Reproduce the full listing exactly.

Excerpted data
= = = =

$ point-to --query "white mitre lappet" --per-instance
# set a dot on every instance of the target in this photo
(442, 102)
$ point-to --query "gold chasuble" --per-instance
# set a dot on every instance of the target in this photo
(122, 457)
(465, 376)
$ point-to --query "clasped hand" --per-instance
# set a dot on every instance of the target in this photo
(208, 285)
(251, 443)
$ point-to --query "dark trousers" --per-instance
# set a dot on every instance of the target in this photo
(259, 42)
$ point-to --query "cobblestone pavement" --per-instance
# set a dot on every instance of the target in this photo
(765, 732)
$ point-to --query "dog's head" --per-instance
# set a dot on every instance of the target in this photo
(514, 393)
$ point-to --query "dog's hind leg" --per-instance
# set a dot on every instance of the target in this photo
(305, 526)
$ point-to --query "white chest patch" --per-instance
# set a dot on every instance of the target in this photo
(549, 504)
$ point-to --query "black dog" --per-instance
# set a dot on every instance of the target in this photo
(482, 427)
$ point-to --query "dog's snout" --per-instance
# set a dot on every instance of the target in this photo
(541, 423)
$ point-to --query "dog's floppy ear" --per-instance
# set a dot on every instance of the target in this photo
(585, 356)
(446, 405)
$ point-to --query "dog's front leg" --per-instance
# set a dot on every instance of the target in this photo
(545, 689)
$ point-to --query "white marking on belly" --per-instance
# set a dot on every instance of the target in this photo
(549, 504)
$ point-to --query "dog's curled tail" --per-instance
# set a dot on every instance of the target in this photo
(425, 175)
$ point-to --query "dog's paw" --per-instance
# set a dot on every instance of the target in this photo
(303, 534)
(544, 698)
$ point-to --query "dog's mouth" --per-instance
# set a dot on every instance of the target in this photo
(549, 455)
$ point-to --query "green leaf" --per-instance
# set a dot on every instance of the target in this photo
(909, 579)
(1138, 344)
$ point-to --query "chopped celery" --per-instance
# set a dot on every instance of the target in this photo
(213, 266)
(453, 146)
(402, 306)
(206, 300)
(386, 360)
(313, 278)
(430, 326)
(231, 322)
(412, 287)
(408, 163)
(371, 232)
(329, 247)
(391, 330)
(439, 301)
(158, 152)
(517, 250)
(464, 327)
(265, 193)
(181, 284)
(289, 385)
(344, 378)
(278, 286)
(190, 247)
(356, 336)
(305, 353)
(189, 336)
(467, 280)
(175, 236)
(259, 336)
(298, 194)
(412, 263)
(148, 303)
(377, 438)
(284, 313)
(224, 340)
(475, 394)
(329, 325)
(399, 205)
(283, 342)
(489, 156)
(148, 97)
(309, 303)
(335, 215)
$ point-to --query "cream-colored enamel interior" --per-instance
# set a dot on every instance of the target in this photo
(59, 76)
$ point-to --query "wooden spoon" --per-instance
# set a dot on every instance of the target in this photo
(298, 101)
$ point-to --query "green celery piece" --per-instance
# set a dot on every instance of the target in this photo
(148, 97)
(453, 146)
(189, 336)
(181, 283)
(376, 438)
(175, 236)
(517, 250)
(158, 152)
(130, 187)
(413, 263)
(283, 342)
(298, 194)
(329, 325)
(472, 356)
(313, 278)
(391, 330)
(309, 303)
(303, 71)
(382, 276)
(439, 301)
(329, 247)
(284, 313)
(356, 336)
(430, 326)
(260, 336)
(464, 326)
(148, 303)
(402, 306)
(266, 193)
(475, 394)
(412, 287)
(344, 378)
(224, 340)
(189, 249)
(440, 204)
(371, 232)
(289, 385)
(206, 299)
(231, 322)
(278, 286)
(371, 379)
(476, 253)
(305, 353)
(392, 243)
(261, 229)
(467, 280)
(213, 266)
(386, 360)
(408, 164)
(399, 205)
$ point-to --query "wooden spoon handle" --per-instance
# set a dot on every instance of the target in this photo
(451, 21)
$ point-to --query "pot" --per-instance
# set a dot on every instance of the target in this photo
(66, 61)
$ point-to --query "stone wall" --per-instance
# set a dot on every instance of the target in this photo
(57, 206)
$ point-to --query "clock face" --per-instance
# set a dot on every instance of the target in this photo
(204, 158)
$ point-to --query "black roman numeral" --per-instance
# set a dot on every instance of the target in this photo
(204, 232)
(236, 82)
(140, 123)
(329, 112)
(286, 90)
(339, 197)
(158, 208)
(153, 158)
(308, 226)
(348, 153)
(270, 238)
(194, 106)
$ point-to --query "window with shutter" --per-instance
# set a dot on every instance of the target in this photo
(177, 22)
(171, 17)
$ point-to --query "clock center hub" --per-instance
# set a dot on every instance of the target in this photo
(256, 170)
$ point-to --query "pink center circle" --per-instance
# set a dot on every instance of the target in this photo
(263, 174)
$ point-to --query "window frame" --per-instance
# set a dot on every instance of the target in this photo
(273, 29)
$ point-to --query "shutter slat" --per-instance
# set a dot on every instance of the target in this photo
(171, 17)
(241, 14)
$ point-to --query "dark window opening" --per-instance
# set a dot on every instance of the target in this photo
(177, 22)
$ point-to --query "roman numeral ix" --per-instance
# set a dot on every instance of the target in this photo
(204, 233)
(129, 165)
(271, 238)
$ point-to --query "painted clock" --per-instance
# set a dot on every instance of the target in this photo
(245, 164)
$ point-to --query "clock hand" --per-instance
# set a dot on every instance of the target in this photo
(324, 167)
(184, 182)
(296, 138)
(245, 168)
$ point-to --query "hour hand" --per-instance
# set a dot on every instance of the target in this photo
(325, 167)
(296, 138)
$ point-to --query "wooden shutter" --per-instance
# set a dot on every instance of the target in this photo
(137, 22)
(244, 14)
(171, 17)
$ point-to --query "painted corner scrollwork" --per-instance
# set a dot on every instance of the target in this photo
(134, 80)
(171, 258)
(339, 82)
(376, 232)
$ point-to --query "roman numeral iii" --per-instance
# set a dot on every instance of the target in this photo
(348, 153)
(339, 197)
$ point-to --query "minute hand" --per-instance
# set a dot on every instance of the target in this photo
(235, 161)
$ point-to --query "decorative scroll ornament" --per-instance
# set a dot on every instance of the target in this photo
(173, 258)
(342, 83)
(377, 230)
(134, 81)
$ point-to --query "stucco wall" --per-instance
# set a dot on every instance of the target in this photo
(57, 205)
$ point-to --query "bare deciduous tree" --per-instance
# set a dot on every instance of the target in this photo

= = = =

Answer area
$ point-to --query "white mitre lappet" --per-instance
# set a dot on every instance of the target in this photo
(442, 102)
$ point-to --query "gold chasuble" --per-instance
# set a dot on every instance of the target in this photo
(122, 457)
(465, 376)
$ point-to --query "clasped hand" --per-instance
# set a dot on every instance of the target in this photo
(208, 285)
(251, 443)
$ point-to --query "dark trousers" --per-instance
# set a dot on every instance of the target in this photo
(259, 42)
$ point-to --query "cobblestone pavement" --per-instance
# set a dot on every instance of the target in this photo
(765, 732)
$ point-to --query "dog's head" --per-instance
# set a dot on every instance of the target in this photo
(514, 393)
$ point-to --query "dog's hind leg" --per-instance
# set a dot on every instance of the target in this photo
(305, 526)
$ point-to --query "white chest patch" --per-instance
# set a dot on every instance of the target in this photo
(549, 504)
$ point-to --query "black dog" --per-instance
# set a dot on every instance of the target in this photo
(482, 427)
$ point-to --query "dog's snout" --per-instance
# set a dot on every instance of the target in this photo
(541, 423)
$ point-to --query "dog's floppy ear" --per-instance
# set a dot on every instance of the target in this photo
(585, 356)
(446, 405)
$ point-to --query "dog's front leg" --per-instance
# set a dot on every instance of the target in this photo
(545, 689)
$ point-to --query "white marking on belly" --per-instance
# set a dot on every instance of the target in this photo
(549, 504)
$ point-to --query "dog's curled tail" --per-instance
# set a dot on every instance of the target in this photo
(425, 175)
$ point-to --query "dog's paw" --per-instance
# set a dot on every instance of the target in this photo
(303, 534)
(544, 698)
$ point-to --query "dog's mouth" --per-instance
# set a dot on every instance of the target in this photo
(549, 455)
$ point-to --query "green leaf" --per-instance
# set a dot on every instance of the target in this photo
(909, 579)
(1138, 344)
$ point-to --query "chopped celery" --per-instance
# set a dot on every instance of the target in this photo
(213, 266)
(453, 146)
(402, 306)
(206, 300)
(386, 360)
(313, 278)
(430, 326)
(231, 322)
(412, 287)
(408, 163)
(371, 232)
(329, 247)
(391, 330)
(439, 301)
(158, 152)
(517, 250)
(464, 327)
(265, 193)
(181, 284)
(289, 385)
(344, 378)
(278, 286)
(190, 247)
(356, 336)
(305, 353)
(189, 336)
(467, 280)
(175, 236)
(259, 336)
(298, 194)
(412, 263)
(148, 303)
(377, 438)
(284, 313)
(224, 340)
(475, 394)
(329, 325)
(399, 205)
(283, 342)
(489, 156)
(148, 97)
(309, 303)
(335, 215)
$ point-to --query "cream-colored enamel interior" --per-instance
# set a dot on every instance of the target in this photo
(59, 76)
$ point-to --query "wooden spoon" --per-instance
# set a dot on every instance of the target in this photo
(298, 101)
$ point-to --query "green celery piece" --per-instance
# set a dot on every instance of the target in this photo
(148, 97)
(453, 146)
(189, 336)
(181, 283)
(376, 438)
(175, 236)
(517, 250)
(158, 152)
(130, 187)
(413, 263)
(283, 342)
(298, 194)
(329, 325)
(472, 356)
(313, 278)
(391, 330)
(309, 303)
(303, 71)
(382, 276)
(439, 301)
(329, 247)
(284, 313)
(356, 336)
(430, 326)
(260, 336)
(464, 326)
(148, 303)
(402, 306)
(266, 193)
(475, 394)
(412, 287)
(344, 378)
(224, 340)
(189, 249)
(440, 204)
(371, 232)
(289, 385)
(206, 299)
(231, 322)
(278, 286)
(371, 379)
(476, 253)
(305, 353)
(392, 243)
(261, 229)
(467, 280)
(213, 266)
(386, 360)
(408, 164)
(399, 205)
$ point-to --query "wooden spoon handle" --per-instance
# set a dot on every instance of the target in this photo
(451, 21)
$ point-to --query "pot" --per-instance
# set a dot on every instance of the target in this photo
(66, 61)
$ point-to --query "stone wall" --per-instance
# set a dot on every instance of the target in this photo
(57, 206)
$ point-to --query "clock face" --per-instance
# set a dot on every instance of the target in this photo
(204, 158)
$ point-to --query "black roman numeral" --per-instance
# set a dot on every instance of the target in this photo
(204, 232)
(236, 82)
(140, 123)
(329, 112)
(286, 90)
(339, 197)
(158, 208)
(153, 158)
(308, 226)
(348, 153)
(270, 238)
(194, 106)
$ point-to --query "window with shutter" --per-instance
# set a dot on every instance of the target in this photo
(177, 22)
(171, 17)
$ point-to --query "clock center hub" --per-instance
# set a dot on every instance of the target in this photo
(256, 170)
$ point-to --query "pink center circle" --per-instance
# set a dot on every instance of the target in this photo
(263, 174)
$ point-to --query "window frame" --per-instance
# set a dot on every instance of the target in this photo
(273, 29)
$ point-to --query "shutter slat" --per-instance
# set a dot on every instance of the target in this photo
(171, 17)
(241, 14)
$ point-to --query "dark window opening" --per-instance
# set a dot on every instance of the target in this photo
(177, 22)
$ point-to --query "roman numeral ix" --per-instance
# set a dot on every instance of the target in this photo
(204, 233)
(129, 165)
(271, 238)
$ point-to --query "painted clock" --per-instance
# set a dot on every instance of the target in this photo
(245, 164)
$ point-to --query "clock hand" --per-instance
# set a dot on every instance of the target in this photo
(324, 167)
(184, 182)
(296, 138)
(245, 168)
$ point-to --query "hour hand" --per-instance
# set a dot on every instance of the target in this photo
(325, 167)
(296, 138)
$ point-to --query "wooden shutter" --per-instance
# set a dot on every instance of the target in this photo
(137, 22)
(244, 14)
(171, 17)
$ point-to --query "painted corner scrollwork" --per-instance
# set a dot on every instance of the target in this photo
(134, 80)
(171, 258)
(339, 82)
(376, 232)
$ point-to --query "roman numeral iii" --per-instance
# set a dot on every instance of the target in this photo
(348, 153)
(339, 197)
$ point-to --query "minute hand" --per-instance
# set a dot on every instance of the target in this photo
(235, 161)
$ point-to --query "decorative scroll ornament" --per-instance
# set a dot on every instance of the target in this photo
(173, 258)
(342, 83)
(377, 230)
(134, 81)
$ point-to --query "stucco wall" --per-instance
# set a dot on every instance of the target in this photo
(57, 205)
$ point-to --query "bare deciduous tree" --per-instance
# set a dot on every instance of the target in this photo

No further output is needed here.